*EXERCISE AIM*
What does the Chieftain Mk.2 article say in the part that opens with the words containing "The Chieftain Main" and closes with "variants, the Mk.2."? Quote it word for word.
** start SELECTION **
Vehicles in Focus: Chieftain Mk.2

The Chieftain Main Battle Tank is one of the most important vehicles of British armor history. A modernized version is still being used by several countries (most notably by Jordan and Iran) and even after forty years it is still a fearsome battle tank. We already took a look at its development history in our previous article and in this one, we’ll take a look at one of the first production variants, the Mk.2.


A first batch of test tanks appeared in Germany in December 1962 (in the 5th Royal Tank Regiment) and these were tested in some of the worst conditions possible for a tank. These conditions revealed some of the flaws of the early Chieftains. Their off-road capability was poor, the tank was underpowered, the radioman was a busy crewmember indeed (he had to load the gun, load machineguns and operate the radio) and the electro-mechanical rammer was very unreliable. It was operated by a light sensor that had a tendency to activate whenever any shadow fell over it and the rammer activated spontaneously – an unsuspecting loader was in danger of losing an arm to this infernal device.

Some crews simply deactivated it and pushed the shell and charge forward manually (this later became standard after this procedure was proven safe by trials). The difficult three month trials also ended with a tragedy when one loader forgot to insert insulating inlays into the breech in the heat of action. The gun backfired into the crew compartment, killing two crew members (this incident caused the gun to be modified so the gun could not be fired without the inlays.
** end SELECTION **
** start INFORMATION SHOWN **
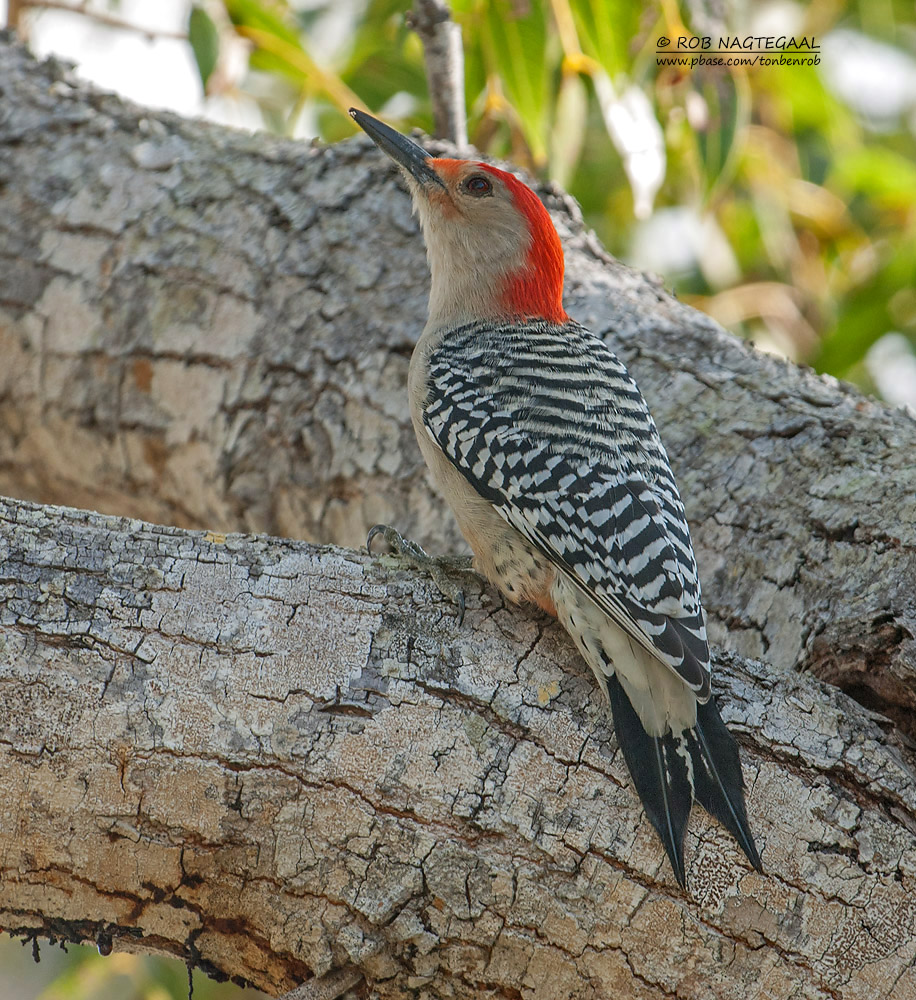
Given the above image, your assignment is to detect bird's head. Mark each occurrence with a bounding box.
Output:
[350,109,567,325]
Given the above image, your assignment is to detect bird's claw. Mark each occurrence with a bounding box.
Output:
[366,524,470,628]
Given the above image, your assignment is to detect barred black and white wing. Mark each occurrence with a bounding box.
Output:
[424,320,710,702]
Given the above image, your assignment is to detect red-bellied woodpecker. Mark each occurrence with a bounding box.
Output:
[350,110,760,885]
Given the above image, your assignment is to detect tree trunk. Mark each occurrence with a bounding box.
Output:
[0,501,916,1000]
[0,40,916,1000]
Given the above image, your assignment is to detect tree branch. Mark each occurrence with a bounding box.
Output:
[409,0,468,149]
[0,41,916,735]
[0,494,916,1000]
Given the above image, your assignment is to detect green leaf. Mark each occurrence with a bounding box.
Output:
[481,0,560,166]
[694,71,748,195]
[188,5,219,93]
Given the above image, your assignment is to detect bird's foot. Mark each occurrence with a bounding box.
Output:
[366,524,473,627]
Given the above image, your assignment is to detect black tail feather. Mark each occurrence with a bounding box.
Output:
[607,674,693,888]
[686,698,763,871]
[607,675,763,888]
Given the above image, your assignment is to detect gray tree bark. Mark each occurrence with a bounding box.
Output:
[0,501,916,1000]
[0,33,916,1000]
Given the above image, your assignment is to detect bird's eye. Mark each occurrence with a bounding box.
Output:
[464,174,493,198]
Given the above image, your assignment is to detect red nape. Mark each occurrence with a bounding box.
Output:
[481,163,569,323]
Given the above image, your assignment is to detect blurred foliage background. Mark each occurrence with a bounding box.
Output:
[0,0,916,1000]
[181,0,916,406]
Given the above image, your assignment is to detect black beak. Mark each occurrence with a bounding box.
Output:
[350,108,445,188]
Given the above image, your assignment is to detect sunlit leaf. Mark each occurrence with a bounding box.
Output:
[188,5,219,92]
[693,71,748,195]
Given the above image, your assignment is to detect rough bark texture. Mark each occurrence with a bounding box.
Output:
[0,42,916,732]
[0,502,916,1000]
[0,33,916,1000]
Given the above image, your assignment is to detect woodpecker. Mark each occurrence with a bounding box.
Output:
[350,109,761,887]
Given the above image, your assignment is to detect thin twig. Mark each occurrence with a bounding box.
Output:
[10,0,188,42]
[409,0,468,146]
[280,965,363,1000]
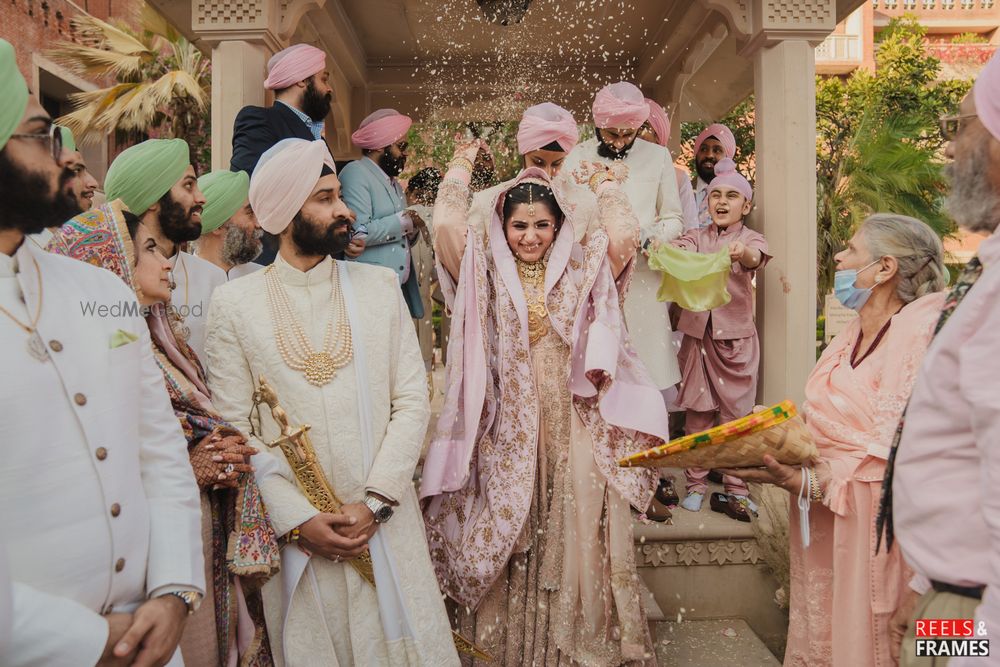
** end INFORMATION SHOWN **
*TASK RESULT*
The Chieftain Main Battle Tank is one of the most important vehicles of British armor history. A modernized version is still being used by several countries (most notably by Jordan and Iran) and even after forty years it is still a fearsome battle tank. We already took a look at its development history in our previous article and in this one, we’ll take a look at one of the first production variants, the Mk.2.